Text:
While the inflicted pain of the economic sanctions and the low oil price is mounting in Russia, the average ‘Igor Six-Pack’ has no understanding for the nature and reason of these sanctions. Consequently, the sanctions might reinforce position of Vladimir Putin, instead of weakening it.

Soon, I and my family will visit Russia once again. In spite of the fact that – with the 75th birthday of my mother-in-law – we have a merry motive for visiting this economically battered country, it will be a fully different visit than the last time I was there.

My last visit to Russia was a visit to a country, that slowly, but surely improved itself and turned into a more normal, more modern and almost western country, with recognizable problems and its normal share of growing pains. Not perfect, but definitely on its way to a better future. Especially, when you took into consideration where the country came from in the Nineties of last century, the changes seemed remarkable.

The inequality of the Russian population was still huge and the particular problems – alcoholism, corruption, bureaucracy, lack of genuine economic growth (growth not borne by the oil and gas industry), underdevelopedness and clientelism – were yet one-of-a-kind.

Nevertheless, it seemed that the mounting middle-class of normal Russians with normal, respectable jobs, as well as normal success and prosperity, would lead to more economic stability for the future.

Of course, there was always the bombastic exuberance and accompanying bad taste of the Russian ‘happy few’, who had unlimited amounts of money to spend and indeed did so in the numerous hyperexpensive shops of Moscow and St-Petersburg.

Still, the fact that the average Russian could afford himself his daily share of decent food of decent quality and in decent quantities, as well as some (durable) consumption goods and household appliances that we already take for granted in the western world, seemed a good omen.

The only truly worrisome things in Russia were the swelling political dynasty surrounding President Vladimir Putin, worshipping him and depending on him without the slightest form of objection and criticism (‘Putin Kith and Kin’, aka friends and family) and the enduring political quarrels of Russia with countries like Ukraine, Georgia and Moldova about gas deliveries and territorial interests of Russian minorities in those countries.

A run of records
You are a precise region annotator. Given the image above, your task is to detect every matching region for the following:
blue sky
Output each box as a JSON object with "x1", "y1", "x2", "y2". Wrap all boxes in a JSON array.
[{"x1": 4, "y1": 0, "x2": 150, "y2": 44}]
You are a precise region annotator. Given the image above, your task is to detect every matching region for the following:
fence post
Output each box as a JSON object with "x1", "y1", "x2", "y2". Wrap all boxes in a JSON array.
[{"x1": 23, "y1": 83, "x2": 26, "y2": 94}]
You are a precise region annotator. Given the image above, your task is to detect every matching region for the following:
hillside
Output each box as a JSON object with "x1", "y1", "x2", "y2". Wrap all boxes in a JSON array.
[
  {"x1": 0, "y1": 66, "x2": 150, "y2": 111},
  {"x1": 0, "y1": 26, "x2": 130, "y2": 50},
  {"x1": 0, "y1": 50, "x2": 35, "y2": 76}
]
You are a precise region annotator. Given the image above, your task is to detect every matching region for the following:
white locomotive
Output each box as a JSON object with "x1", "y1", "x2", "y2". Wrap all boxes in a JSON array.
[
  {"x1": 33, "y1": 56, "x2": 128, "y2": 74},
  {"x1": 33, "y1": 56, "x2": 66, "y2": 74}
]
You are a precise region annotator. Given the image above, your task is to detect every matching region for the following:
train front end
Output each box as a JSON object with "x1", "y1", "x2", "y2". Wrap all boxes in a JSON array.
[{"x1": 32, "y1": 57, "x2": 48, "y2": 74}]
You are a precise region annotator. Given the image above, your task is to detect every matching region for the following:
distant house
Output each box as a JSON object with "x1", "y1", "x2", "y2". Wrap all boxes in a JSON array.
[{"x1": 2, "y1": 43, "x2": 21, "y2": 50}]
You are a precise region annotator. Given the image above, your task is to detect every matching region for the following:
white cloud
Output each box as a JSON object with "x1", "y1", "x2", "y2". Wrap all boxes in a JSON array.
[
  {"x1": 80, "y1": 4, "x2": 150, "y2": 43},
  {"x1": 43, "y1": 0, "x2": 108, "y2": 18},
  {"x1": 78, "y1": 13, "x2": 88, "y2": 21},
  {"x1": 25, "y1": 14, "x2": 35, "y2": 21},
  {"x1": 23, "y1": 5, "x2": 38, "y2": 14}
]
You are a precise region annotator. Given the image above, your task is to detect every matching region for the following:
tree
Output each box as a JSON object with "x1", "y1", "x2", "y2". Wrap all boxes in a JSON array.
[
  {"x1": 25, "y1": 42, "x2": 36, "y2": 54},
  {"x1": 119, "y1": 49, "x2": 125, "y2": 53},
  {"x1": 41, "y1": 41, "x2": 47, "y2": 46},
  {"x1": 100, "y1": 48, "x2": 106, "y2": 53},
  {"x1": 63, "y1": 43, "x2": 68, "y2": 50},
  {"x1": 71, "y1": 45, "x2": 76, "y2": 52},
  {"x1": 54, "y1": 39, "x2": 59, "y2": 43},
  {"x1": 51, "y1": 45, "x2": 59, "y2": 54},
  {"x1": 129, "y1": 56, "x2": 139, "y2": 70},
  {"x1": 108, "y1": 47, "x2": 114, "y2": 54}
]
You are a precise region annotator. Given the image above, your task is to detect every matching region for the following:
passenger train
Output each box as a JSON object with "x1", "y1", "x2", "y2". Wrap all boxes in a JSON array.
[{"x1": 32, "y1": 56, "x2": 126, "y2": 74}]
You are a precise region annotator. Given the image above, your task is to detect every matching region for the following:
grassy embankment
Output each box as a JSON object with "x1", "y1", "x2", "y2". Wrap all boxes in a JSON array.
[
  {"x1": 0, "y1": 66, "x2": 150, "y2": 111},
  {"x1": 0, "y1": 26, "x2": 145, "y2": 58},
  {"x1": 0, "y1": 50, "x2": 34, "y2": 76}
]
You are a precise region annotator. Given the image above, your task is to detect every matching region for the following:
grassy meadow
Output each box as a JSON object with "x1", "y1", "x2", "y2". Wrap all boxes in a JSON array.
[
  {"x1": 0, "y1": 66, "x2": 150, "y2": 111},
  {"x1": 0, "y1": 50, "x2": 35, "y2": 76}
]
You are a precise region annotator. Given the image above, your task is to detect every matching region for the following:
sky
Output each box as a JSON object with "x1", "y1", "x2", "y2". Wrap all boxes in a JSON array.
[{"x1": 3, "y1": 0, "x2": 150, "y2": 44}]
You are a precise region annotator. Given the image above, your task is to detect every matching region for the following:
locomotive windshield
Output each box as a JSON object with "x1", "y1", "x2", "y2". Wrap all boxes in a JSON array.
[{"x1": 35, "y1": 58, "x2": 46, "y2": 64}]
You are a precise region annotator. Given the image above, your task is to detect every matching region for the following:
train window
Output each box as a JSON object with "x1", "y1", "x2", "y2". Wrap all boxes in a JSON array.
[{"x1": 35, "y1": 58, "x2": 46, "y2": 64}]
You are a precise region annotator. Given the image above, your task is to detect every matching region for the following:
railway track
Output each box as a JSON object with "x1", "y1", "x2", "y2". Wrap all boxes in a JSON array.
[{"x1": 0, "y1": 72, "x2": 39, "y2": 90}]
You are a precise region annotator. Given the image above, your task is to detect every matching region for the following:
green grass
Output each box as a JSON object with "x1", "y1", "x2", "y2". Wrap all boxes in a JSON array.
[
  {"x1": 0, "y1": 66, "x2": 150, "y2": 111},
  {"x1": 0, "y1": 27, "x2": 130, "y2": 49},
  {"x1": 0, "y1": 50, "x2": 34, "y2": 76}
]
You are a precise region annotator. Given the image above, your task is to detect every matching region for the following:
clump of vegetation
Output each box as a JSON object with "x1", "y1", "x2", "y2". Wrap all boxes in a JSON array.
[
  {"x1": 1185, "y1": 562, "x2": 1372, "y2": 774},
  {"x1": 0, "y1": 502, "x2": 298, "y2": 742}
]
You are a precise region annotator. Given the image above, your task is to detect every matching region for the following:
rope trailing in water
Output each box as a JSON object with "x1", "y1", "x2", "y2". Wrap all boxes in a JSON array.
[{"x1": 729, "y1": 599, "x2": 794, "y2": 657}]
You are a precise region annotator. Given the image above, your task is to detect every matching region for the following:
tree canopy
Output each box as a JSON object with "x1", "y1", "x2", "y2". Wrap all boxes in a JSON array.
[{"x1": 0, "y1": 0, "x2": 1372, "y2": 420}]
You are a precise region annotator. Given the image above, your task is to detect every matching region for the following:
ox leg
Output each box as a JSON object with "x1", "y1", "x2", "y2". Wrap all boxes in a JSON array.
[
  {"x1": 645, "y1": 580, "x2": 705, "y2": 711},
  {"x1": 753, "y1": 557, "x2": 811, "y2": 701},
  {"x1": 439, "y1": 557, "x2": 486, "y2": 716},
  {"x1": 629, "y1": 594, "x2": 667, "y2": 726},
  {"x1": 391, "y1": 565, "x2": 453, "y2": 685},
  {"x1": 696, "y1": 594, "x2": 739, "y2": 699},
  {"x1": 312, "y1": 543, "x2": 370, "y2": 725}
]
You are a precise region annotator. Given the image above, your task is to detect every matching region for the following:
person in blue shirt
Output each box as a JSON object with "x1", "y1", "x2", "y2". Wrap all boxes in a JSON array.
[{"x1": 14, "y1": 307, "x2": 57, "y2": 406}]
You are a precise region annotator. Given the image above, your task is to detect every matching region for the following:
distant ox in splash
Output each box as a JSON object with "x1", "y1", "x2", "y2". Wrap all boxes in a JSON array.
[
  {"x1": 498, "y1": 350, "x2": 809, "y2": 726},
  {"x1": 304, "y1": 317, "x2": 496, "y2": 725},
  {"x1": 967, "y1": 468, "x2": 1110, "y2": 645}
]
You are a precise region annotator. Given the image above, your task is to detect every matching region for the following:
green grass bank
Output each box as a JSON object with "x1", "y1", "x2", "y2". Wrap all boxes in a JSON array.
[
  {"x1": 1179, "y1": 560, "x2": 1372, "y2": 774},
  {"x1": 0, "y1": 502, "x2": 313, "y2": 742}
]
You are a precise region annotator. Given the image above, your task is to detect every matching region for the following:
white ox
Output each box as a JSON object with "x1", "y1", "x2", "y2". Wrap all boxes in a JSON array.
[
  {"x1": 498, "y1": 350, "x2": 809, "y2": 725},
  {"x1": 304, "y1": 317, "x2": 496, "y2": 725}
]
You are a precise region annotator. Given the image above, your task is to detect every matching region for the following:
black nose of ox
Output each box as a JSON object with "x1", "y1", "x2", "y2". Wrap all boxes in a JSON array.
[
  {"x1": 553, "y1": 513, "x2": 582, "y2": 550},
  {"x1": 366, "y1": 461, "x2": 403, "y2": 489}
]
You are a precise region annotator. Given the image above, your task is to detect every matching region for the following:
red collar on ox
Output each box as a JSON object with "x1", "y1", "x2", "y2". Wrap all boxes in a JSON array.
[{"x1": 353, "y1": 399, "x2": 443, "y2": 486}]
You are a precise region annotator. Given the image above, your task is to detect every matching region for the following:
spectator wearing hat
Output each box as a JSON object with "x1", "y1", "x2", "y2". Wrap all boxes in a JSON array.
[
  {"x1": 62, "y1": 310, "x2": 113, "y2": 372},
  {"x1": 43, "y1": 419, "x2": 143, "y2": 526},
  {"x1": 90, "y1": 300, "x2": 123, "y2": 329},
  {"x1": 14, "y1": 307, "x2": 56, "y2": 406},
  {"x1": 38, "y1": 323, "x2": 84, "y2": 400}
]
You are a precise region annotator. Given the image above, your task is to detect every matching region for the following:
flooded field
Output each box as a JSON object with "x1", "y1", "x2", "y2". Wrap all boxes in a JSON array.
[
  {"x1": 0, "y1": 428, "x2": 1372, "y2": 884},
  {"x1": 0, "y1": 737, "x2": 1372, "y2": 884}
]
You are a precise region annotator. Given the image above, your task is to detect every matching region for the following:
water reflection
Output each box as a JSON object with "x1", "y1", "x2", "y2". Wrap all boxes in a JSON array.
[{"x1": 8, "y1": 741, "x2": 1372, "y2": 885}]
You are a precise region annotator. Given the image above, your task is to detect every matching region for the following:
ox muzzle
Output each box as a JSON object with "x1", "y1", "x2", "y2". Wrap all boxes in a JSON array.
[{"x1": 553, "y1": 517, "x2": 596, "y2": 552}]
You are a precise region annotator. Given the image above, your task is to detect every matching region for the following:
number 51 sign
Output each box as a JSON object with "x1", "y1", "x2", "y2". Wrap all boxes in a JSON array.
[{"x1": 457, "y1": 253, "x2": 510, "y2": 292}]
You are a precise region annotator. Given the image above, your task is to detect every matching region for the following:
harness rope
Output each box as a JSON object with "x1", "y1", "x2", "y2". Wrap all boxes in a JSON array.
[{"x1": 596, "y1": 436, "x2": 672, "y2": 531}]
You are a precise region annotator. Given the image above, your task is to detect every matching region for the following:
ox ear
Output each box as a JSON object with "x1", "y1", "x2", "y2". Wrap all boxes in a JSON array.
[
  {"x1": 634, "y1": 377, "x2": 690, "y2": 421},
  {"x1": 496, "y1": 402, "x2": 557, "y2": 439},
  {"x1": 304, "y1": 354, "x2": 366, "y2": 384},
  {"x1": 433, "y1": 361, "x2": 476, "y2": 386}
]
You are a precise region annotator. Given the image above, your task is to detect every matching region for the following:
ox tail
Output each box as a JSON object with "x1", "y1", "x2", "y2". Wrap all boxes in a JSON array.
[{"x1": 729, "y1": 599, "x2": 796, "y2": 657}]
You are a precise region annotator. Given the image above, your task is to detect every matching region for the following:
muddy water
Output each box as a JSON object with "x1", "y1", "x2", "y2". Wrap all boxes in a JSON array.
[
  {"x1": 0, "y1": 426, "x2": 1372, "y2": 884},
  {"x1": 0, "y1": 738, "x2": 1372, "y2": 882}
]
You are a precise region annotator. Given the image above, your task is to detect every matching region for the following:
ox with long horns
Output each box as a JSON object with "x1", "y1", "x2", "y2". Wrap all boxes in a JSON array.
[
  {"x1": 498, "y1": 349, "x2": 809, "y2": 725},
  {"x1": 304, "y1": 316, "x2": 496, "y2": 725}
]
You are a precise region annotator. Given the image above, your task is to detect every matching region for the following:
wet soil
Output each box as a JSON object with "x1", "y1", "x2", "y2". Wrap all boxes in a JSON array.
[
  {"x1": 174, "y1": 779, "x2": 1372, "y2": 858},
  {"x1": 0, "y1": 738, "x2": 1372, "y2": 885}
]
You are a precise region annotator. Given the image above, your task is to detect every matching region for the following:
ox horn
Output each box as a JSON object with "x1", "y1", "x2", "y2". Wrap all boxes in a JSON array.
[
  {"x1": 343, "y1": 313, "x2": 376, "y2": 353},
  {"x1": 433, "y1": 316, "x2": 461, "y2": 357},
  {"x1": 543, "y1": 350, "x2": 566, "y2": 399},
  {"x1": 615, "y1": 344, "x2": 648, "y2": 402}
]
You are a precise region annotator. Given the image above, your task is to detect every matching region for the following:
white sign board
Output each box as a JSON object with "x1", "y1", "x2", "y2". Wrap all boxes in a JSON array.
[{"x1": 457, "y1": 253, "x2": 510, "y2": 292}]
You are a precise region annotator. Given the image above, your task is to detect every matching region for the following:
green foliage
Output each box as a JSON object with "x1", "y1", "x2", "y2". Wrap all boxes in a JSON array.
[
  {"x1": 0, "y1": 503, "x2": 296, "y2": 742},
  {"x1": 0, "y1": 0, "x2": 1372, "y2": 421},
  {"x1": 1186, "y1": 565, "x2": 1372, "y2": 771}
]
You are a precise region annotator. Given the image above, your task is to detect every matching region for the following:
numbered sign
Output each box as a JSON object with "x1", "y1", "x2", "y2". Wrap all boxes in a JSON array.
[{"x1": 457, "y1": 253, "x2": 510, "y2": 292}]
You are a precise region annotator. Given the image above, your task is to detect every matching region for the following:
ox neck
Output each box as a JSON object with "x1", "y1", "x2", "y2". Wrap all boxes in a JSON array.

Direction: Pick up the text about the sanctions and a return visit to Russia right after its final sentence, and keep writing it.

Answer for this exercise:
And last, but definitely not least, the increasing national dependence of Russia on oil, gas and other minerals for its prosperity, due to a lack of serious industrial / commercial development and other economic drivers, if we exclude the vast Russian weapon industry, which is very successful in its own right.

The following snippets come from my 2011 article, behind the aforementioned link (click the link to see the accompanying charts in the article):

[…] a further, limited weakening of the ruble is not very problematic, but further dropping oil prices are.

To show you how problematic these dropping oil prices could be for Russian GDP, I took a YTD chart on WTI Crude and multiplied the 2010 Russian production of 10,15 mln barrels with the four price levels that I point out in this chart.

Doing this, I understand that price levels are never stable and I use these therefore only for demonstrational purposes.

It becomes clear from this calculation that the difference between the highest and lowest oil price in 2011 is a theoretical yearly revenue of $126 bln. And it becomes also clear that when the oil price structurally drops under $79,32, Russia has a serious revenue problem.

And with these predictive words from this August 2011 article, we are back in December, 2014, after a year that became much darker and moodier than many people would have anticipated less than two years ago.

Where 2014 should have been Vladimir Putin’s finest hour, with a proud and self-confident Russia hosting spotless Olympic Winter Games in Sochi, the year has slowly turned into a nightmare for the ‘eternal president’ of the Russian Federation.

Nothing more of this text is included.